[TO BE DONE]:
Count the lines in the material that follows containing the string "below", and reply with the number alone.

[EXTRACTED DATA]:
━━━━━━

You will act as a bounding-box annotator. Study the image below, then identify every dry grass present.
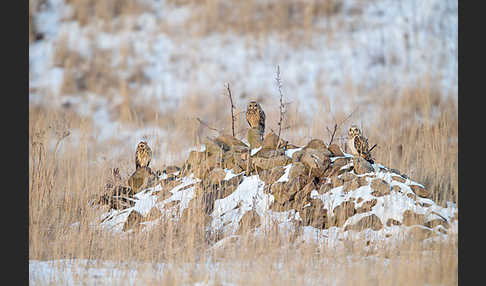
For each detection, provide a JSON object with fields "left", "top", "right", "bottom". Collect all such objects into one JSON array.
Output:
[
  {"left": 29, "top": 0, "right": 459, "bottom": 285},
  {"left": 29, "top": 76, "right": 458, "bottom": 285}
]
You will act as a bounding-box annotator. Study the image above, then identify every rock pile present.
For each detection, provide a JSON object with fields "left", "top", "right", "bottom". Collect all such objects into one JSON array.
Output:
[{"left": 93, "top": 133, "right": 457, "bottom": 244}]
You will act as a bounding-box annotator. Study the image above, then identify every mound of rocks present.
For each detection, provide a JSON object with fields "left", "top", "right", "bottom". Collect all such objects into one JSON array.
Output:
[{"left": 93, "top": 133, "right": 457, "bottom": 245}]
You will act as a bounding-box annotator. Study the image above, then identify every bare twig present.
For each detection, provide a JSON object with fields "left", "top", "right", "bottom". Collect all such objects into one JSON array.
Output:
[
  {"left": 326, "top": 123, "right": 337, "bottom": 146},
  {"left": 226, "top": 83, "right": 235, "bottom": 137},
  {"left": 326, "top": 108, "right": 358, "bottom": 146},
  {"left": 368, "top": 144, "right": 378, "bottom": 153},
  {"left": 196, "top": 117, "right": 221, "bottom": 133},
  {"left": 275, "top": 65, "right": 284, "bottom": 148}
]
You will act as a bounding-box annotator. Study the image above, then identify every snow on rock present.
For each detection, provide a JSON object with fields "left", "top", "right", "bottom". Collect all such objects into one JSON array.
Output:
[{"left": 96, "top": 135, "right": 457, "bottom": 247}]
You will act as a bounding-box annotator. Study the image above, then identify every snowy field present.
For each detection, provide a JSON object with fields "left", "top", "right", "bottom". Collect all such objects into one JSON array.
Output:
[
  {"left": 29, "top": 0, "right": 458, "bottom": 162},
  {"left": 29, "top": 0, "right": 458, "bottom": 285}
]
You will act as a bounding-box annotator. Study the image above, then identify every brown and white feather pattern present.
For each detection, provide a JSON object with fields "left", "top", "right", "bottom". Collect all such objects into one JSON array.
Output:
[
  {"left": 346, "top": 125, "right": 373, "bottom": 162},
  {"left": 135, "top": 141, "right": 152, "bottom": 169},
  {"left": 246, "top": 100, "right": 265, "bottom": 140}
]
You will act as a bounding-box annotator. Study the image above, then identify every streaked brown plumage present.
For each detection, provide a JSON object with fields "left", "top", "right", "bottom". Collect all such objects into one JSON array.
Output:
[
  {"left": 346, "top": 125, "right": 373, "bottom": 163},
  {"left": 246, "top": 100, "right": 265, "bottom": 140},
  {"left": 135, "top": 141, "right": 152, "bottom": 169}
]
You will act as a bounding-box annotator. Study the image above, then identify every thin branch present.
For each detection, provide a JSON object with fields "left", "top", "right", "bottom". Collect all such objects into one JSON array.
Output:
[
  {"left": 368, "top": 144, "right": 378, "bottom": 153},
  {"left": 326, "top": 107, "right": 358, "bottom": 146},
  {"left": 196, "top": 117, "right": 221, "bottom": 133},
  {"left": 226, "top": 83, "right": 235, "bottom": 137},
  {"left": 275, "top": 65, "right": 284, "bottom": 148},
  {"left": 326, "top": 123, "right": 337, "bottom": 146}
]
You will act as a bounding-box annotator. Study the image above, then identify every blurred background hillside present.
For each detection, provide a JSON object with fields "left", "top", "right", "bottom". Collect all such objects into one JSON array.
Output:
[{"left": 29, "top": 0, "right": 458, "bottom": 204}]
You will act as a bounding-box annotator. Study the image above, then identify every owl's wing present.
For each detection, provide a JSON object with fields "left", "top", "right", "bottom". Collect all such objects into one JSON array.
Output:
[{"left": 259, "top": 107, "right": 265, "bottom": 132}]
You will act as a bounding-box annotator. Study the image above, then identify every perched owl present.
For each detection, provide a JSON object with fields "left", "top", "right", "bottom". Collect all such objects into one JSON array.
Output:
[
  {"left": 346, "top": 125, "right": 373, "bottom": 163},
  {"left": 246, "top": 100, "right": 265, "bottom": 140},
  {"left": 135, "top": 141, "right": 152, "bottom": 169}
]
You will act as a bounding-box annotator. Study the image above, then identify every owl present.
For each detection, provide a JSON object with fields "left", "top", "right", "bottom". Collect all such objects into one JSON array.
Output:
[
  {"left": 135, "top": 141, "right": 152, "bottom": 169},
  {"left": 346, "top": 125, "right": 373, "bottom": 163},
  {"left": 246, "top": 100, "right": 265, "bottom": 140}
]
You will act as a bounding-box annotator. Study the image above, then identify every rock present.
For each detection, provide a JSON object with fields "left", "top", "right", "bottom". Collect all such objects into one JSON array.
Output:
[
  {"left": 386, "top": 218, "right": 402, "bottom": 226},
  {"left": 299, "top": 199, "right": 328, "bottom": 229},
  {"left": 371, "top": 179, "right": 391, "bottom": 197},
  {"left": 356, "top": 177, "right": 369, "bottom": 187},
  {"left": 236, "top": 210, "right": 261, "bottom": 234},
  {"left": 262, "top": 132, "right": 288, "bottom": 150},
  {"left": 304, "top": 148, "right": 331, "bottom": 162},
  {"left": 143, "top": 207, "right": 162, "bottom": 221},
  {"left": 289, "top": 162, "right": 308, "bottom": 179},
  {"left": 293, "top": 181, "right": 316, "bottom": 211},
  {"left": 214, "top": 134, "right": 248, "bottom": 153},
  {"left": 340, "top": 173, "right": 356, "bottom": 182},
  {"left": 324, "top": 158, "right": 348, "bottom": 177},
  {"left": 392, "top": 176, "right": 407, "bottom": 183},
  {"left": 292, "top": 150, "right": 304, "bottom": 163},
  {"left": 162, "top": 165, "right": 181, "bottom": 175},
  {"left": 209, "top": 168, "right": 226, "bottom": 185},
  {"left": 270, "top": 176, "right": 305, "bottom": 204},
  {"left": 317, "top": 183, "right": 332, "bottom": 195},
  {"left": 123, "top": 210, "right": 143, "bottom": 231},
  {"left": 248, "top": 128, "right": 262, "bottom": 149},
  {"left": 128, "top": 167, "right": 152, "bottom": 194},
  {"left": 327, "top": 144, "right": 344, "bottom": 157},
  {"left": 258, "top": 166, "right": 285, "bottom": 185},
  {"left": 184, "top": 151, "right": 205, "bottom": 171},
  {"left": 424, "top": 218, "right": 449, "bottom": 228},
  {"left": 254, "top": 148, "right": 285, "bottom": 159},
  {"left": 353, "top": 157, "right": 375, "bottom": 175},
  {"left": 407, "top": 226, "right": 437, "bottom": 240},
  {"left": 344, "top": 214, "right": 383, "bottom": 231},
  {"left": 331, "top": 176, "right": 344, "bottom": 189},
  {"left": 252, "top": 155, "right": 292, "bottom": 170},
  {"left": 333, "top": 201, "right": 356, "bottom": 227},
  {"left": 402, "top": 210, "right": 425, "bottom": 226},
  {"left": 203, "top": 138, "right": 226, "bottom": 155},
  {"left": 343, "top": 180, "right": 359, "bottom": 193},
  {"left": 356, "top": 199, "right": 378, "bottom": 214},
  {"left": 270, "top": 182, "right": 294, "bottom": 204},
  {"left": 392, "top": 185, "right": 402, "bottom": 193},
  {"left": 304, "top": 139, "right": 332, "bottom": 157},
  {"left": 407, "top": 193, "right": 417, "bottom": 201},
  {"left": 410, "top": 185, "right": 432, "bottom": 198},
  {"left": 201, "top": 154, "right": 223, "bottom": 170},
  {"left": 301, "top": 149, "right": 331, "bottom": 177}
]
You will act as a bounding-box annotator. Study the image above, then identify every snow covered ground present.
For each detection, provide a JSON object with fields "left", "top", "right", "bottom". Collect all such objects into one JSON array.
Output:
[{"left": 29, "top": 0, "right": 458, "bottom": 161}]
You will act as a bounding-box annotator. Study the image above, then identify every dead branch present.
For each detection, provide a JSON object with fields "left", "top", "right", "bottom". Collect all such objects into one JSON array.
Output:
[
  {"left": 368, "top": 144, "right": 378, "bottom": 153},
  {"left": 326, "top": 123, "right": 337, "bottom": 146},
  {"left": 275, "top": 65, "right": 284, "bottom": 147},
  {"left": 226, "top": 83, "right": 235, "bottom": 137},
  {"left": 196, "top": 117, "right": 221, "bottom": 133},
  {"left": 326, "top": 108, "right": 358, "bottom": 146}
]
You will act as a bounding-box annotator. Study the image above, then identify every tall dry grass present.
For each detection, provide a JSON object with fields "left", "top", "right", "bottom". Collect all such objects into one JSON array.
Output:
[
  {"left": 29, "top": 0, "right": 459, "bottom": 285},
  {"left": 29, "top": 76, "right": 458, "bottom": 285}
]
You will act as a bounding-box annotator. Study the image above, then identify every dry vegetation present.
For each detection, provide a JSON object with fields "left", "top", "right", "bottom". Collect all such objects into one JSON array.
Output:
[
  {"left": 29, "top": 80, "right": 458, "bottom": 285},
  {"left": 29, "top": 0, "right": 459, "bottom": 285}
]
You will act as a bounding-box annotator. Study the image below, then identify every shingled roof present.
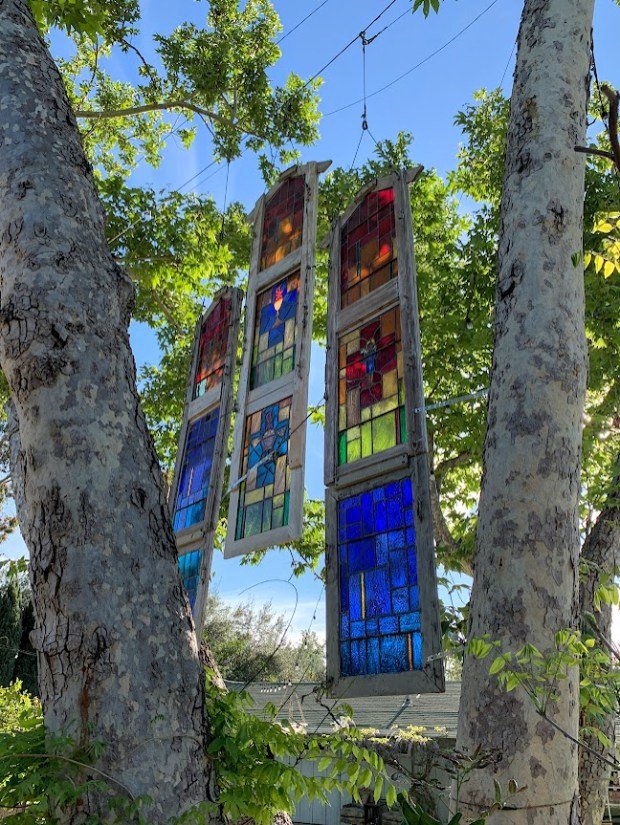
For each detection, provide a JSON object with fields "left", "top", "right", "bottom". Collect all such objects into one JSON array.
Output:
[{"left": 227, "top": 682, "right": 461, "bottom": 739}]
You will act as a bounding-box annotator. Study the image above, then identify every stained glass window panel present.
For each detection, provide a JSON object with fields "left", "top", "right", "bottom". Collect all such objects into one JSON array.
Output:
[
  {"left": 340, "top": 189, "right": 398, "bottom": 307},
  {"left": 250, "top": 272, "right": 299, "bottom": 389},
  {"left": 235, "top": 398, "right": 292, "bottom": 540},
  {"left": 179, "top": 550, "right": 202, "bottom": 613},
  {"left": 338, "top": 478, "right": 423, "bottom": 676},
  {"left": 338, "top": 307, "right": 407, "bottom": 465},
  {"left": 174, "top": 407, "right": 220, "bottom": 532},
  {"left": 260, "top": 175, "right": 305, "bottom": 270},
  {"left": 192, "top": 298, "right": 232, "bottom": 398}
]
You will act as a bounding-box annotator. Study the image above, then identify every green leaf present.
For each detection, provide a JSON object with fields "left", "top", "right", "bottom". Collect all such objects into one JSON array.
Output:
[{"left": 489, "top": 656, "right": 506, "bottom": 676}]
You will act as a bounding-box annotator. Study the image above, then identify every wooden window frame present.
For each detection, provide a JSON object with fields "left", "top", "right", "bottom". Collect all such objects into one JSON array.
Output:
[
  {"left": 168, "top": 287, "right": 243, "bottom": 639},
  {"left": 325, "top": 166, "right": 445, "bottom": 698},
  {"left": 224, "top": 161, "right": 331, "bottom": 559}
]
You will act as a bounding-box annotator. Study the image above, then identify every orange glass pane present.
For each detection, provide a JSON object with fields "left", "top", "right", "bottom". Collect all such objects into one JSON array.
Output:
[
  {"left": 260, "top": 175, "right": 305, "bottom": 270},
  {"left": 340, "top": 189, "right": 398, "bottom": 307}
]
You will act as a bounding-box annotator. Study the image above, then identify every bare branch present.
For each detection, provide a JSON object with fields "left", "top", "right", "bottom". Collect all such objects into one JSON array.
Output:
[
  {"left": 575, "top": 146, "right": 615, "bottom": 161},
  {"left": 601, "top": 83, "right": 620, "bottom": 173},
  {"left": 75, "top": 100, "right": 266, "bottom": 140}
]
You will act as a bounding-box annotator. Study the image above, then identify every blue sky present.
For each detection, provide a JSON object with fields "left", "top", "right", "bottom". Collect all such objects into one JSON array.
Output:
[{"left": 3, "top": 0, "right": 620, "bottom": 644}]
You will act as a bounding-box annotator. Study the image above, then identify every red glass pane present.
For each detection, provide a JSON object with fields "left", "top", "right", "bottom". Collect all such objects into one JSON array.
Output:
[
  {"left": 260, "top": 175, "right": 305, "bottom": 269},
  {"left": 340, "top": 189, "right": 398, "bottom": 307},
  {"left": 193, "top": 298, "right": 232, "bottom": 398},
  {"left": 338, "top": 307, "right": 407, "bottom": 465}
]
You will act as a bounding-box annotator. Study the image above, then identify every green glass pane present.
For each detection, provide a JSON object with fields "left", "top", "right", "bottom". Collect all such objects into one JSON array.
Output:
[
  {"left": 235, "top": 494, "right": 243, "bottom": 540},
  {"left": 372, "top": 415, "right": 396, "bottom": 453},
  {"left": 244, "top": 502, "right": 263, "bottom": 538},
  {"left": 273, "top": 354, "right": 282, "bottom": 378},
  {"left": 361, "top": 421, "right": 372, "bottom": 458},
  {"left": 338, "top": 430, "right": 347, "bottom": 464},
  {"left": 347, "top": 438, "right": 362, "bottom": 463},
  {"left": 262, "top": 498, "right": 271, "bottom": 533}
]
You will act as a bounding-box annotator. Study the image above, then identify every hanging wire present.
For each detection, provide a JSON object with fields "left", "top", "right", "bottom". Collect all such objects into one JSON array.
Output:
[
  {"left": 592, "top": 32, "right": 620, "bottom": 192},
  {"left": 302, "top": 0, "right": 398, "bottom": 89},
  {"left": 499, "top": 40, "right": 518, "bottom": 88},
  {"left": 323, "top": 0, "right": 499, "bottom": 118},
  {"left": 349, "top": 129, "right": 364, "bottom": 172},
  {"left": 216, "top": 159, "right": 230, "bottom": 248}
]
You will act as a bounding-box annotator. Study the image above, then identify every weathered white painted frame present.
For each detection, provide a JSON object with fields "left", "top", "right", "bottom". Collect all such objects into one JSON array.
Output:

━━━━━━

[TASK RESPONSE]:
2